──────── Available records ────────
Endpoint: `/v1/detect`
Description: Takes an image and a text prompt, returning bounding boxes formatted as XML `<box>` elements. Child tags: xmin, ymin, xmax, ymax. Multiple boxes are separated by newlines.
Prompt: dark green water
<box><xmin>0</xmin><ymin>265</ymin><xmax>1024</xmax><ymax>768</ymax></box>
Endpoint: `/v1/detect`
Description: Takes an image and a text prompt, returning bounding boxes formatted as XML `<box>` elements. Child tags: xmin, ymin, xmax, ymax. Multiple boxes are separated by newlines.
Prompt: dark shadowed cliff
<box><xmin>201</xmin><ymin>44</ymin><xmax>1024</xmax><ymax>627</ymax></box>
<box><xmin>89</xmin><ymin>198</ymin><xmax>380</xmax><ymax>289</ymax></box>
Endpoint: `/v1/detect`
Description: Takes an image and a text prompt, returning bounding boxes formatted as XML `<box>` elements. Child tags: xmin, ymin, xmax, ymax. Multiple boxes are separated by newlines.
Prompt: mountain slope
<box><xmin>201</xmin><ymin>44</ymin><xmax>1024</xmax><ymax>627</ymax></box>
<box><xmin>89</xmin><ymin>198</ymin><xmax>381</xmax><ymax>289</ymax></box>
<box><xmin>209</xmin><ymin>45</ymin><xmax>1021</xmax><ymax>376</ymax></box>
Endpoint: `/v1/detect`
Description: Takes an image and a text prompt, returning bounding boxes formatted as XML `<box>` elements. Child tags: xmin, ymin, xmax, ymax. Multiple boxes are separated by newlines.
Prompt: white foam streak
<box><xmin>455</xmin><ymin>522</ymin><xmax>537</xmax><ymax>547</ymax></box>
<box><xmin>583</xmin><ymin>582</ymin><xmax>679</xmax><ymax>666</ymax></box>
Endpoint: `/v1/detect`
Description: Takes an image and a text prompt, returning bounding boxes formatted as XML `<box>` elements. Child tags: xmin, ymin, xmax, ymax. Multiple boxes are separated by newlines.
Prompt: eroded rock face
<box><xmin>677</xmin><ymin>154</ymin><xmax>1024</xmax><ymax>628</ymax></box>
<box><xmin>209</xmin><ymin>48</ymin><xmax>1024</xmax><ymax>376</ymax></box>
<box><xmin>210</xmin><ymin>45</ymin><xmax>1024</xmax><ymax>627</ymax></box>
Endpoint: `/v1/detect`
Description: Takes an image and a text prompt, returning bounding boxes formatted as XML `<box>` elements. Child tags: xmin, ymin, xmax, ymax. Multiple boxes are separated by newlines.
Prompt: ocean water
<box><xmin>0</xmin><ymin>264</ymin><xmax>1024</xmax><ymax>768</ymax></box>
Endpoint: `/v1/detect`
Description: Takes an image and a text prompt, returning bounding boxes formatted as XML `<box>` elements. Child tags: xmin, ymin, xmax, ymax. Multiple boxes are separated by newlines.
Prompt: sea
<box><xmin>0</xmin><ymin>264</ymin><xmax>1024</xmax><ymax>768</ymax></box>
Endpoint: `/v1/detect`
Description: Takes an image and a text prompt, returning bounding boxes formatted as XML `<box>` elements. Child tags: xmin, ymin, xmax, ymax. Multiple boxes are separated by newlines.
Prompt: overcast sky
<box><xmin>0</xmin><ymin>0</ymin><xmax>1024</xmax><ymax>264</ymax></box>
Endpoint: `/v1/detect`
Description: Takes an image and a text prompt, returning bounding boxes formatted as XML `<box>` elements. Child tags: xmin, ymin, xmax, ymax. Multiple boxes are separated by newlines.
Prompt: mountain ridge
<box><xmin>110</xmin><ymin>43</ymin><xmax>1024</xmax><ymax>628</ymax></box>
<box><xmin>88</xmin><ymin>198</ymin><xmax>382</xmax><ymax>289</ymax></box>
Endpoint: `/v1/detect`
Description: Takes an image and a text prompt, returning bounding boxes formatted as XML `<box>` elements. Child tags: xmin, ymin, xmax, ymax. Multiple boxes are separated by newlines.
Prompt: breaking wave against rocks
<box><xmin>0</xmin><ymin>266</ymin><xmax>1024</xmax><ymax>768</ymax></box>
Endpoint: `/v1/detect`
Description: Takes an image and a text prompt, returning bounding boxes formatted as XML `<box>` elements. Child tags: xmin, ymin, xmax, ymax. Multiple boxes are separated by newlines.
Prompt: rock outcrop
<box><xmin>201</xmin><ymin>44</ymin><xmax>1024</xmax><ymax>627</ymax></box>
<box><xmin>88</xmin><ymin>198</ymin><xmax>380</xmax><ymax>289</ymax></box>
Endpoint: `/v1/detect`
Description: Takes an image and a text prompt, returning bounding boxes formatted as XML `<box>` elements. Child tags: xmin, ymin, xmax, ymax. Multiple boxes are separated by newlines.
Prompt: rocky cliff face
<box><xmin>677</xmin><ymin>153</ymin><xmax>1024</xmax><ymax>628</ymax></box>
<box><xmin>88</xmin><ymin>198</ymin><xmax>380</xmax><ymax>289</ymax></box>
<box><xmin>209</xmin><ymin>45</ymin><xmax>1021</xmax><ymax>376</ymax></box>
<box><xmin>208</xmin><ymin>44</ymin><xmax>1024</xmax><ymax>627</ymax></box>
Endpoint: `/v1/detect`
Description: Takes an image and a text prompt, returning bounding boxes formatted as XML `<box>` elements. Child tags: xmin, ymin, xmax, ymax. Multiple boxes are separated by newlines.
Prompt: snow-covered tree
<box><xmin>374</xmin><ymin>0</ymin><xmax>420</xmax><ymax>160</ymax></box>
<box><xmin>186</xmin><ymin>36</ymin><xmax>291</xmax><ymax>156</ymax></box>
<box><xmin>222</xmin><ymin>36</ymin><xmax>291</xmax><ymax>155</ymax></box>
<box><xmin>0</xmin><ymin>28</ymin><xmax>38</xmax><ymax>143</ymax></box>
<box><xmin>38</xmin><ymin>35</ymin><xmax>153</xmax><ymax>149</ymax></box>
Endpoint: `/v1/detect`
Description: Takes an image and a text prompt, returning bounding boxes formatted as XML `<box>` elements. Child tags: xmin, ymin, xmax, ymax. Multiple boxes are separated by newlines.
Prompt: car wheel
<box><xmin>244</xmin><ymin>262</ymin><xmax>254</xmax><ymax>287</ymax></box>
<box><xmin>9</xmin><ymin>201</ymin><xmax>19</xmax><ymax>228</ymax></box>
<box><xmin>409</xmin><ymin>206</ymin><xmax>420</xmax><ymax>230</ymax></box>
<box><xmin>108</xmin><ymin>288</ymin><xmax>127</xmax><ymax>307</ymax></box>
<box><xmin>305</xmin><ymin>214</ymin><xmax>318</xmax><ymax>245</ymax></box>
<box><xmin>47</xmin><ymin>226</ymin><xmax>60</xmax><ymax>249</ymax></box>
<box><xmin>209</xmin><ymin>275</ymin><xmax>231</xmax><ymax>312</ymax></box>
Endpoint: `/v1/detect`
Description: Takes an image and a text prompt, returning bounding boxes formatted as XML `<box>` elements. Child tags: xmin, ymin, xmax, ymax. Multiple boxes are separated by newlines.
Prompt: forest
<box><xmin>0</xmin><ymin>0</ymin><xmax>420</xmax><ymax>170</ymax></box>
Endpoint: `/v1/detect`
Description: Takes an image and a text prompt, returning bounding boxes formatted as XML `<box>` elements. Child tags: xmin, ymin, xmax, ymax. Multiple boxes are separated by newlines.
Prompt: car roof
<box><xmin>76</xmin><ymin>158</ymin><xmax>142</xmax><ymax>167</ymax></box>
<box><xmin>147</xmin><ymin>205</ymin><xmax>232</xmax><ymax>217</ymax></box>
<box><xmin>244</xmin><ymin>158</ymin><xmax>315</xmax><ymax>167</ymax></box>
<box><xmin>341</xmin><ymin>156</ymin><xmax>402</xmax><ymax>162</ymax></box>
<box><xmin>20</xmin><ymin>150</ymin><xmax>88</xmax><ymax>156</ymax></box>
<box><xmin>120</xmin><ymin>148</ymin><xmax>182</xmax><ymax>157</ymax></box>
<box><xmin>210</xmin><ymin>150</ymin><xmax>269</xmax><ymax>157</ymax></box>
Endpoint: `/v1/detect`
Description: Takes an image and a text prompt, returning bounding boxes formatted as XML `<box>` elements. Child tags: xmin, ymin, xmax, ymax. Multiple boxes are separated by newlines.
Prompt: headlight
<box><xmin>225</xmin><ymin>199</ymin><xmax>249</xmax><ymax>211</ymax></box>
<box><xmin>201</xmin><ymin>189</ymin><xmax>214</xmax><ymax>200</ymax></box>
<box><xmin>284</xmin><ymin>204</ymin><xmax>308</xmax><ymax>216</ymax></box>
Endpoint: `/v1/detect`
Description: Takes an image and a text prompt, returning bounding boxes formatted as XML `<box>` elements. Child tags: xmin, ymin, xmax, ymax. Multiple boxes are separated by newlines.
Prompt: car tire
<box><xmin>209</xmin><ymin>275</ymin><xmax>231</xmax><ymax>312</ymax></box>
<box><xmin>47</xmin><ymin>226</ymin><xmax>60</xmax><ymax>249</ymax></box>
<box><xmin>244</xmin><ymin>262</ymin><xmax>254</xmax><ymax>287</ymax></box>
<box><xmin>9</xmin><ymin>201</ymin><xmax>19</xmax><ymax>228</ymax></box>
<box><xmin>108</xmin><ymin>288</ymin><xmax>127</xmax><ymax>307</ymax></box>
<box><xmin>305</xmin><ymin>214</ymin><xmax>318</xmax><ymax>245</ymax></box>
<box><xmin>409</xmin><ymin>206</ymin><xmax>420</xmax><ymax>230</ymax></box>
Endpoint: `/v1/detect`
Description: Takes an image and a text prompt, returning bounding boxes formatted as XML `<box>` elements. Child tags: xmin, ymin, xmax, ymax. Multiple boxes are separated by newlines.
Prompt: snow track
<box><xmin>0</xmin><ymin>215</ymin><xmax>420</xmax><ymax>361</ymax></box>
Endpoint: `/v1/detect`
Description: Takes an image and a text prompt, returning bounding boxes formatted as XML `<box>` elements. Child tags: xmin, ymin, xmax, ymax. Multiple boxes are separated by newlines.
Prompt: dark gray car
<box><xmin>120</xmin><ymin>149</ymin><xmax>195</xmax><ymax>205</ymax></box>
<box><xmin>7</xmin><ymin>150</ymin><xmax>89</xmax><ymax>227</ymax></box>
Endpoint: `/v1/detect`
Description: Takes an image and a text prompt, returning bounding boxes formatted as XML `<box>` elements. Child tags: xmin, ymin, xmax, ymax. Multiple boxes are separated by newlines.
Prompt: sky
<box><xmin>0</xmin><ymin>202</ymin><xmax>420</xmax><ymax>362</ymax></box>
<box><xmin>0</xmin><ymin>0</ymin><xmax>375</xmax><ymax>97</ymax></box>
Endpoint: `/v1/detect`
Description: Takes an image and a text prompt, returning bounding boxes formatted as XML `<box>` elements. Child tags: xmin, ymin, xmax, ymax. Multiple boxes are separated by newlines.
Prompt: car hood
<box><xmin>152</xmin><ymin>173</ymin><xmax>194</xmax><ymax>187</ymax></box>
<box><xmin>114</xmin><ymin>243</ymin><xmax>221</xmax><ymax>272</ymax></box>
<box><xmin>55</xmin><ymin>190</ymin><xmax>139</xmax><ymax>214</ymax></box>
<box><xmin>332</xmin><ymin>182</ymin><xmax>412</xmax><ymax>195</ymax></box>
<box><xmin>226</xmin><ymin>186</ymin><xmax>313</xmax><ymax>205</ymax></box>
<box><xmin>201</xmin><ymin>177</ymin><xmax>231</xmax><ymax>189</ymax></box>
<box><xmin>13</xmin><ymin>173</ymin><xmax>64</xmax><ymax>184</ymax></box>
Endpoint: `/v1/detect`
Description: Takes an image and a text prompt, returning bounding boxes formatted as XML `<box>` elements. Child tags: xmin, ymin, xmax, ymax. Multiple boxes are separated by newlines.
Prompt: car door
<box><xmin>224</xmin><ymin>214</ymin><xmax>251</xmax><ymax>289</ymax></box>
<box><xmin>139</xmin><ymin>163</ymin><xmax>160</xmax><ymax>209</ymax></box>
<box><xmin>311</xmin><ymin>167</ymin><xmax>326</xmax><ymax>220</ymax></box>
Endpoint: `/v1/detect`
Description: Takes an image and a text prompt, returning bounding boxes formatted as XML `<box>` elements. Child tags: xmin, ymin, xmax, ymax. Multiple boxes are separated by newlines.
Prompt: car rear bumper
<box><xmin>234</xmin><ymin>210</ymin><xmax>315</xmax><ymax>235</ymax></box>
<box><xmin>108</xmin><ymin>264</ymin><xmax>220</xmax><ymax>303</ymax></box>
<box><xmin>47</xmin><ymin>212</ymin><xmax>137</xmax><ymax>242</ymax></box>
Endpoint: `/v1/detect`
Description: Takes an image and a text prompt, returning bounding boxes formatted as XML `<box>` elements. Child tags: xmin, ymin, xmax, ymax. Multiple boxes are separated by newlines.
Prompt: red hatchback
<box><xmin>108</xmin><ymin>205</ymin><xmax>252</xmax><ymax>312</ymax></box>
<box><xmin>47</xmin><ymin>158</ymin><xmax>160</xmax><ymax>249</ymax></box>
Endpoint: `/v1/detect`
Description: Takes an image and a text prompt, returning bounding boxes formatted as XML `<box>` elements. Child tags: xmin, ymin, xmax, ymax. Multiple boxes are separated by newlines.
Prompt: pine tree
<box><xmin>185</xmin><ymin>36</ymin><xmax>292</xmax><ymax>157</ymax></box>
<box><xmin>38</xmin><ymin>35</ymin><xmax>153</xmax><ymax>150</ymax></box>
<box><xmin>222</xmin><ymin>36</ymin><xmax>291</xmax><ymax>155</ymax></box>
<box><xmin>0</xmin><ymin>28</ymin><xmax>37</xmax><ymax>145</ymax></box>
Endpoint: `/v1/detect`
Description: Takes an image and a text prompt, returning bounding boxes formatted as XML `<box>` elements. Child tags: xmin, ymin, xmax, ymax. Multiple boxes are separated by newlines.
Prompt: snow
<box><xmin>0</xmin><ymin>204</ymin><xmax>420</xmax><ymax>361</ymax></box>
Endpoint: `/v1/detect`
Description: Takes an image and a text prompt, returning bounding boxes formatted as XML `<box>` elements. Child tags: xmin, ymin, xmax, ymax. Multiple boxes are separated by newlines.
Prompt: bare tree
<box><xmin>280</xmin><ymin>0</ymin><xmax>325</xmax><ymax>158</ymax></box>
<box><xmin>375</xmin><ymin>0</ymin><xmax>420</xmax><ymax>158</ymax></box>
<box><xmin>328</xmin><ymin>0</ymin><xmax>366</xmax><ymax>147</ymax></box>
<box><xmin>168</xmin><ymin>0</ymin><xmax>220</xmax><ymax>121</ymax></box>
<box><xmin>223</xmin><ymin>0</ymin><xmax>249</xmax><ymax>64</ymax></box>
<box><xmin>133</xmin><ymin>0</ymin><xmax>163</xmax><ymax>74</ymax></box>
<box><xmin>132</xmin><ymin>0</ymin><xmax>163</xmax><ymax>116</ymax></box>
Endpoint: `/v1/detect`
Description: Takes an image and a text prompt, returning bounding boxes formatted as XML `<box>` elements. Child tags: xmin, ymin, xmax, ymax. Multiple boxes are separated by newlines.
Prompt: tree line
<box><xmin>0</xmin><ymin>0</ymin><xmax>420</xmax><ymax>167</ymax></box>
────────
**Given problem**
List every line above that contains the word "cliff", copying each one in full.

**Answer to this task**
Prompt: dark shadowed cliff
Prompt: rocky cliff face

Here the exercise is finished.